> **To be done**
Write out exactly the lines from the one containing "the blue jacket" through the last line of the records below, including both.

> **Material for this task**

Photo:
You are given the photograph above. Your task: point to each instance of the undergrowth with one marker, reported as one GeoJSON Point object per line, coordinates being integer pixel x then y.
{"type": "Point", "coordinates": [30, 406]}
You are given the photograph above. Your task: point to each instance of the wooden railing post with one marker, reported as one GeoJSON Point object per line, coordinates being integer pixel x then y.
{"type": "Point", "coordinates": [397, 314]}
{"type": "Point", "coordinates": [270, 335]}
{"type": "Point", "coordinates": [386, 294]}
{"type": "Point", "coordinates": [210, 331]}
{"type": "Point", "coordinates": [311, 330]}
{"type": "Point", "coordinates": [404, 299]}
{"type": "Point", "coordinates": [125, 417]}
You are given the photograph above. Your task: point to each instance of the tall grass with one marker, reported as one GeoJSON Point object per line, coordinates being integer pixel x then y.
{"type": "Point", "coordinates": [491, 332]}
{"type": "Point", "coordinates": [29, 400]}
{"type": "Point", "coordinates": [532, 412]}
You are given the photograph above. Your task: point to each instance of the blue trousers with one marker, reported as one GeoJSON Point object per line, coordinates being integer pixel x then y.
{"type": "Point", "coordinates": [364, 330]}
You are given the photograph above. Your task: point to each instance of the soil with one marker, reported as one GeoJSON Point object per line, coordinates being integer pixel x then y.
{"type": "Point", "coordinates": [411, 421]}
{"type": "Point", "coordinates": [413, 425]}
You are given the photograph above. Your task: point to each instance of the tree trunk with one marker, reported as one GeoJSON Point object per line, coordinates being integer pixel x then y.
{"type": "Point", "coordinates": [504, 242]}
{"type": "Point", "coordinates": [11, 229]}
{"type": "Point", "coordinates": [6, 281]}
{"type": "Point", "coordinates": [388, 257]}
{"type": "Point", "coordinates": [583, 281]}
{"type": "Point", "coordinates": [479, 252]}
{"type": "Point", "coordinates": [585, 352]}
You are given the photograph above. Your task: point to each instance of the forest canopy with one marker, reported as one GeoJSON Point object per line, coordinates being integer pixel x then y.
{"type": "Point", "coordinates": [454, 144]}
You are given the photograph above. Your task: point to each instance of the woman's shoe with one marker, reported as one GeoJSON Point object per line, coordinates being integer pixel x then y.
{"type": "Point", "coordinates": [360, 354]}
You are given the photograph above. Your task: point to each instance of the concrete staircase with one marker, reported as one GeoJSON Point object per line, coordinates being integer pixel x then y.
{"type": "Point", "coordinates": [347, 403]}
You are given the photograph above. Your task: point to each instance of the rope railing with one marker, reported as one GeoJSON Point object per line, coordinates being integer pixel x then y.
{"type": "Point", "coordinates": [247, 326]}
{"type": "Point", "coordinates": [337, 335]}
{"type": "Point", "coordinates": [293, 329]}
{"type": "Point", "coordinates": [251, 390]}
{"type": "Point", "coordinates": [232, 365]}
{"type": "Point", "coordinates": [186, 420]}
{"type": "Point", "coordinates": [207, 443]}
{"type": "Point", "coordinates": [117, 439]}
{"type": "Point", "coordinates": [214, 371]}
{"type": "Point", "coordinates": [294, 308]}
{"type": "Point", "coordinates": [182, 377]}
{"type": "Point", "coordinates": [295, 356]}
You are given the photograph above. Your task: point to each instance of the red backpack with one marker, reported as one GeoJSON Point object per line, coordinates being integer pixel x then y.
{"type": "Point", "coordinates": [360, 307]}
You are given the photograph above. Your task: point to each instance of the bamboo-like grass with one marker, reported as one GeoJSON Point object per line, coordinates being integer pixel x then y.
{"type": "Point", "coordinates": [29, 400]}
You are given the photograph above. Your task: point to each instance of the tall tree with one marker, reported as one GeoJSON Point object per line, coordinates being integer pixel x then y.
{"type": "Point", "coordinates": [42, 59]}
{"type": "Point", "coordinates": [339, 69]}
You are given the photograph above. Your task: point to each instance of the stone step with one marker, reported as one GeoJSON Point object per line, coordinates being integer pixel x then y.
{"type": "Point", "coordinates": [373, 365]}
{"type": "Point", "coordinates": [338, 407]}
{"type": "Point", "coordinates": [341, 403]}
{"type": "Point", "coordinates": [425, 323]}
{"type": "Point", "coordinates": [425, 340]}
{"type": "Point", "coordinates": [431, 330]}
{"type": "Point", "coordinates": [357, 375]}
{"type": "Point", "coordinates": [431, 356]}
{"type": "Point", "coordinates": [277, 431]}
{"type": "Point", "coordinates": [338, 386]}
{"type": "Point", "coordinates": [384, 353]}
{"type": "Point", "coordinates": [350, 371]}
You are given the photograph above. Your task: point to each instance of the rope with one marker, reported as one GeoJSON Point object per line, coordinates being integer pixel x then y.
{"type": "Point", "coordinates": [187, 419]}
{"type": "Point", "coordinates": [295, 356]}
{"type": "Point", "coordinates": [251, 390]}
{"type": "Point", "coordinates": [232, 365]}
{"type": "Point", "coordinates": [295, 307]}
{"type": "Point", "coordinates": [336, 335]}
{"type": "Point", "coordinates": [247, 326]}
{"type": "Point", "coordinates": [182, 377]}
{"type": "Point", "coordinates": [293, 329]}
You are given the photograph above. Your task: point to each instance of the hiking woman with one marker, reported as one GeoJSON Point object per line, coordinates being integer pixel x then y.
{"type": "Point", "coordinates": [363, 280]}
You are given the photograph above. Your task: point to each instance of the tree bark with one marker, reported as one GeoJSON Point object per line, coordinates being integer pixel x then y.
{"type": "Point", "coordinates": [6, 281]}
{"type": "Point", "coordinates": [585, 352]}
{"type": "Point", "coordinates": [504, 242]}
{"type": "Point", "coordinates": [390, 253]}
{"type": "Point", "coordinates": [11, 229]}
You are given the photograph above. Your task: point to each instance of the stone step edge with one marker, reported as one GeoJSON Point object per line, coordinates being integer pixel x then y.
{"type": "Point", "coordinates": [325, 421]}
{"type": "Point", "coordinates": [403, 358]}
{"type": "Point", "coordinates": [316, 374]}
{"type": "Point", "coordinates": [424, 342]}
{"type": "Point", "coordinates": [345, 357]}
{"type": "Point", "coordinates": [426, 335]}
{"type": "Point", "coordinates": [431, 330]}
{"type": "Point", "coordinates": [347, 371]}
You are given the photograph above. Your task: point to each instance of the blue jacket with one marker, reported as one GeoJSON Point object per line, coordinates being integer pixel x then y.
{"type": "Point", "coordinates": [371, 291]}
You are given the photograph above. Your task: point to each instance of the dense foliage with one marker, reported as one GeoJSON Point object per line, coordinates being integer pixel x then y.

> **Written answer**
You are given the photograph above. Your task: point to each instance of the blue jacket with one marker, reported as one GeoJSON Point object per line, coordinates being integer pixel x then y.
{"type": "Point", "coordinates": [371, 291]}
You are given the photograph above. Your task: point to each instance of the dense foliage with one marker, reported as one GeoJSON Point object per line, coordinates being integer pixel x then y.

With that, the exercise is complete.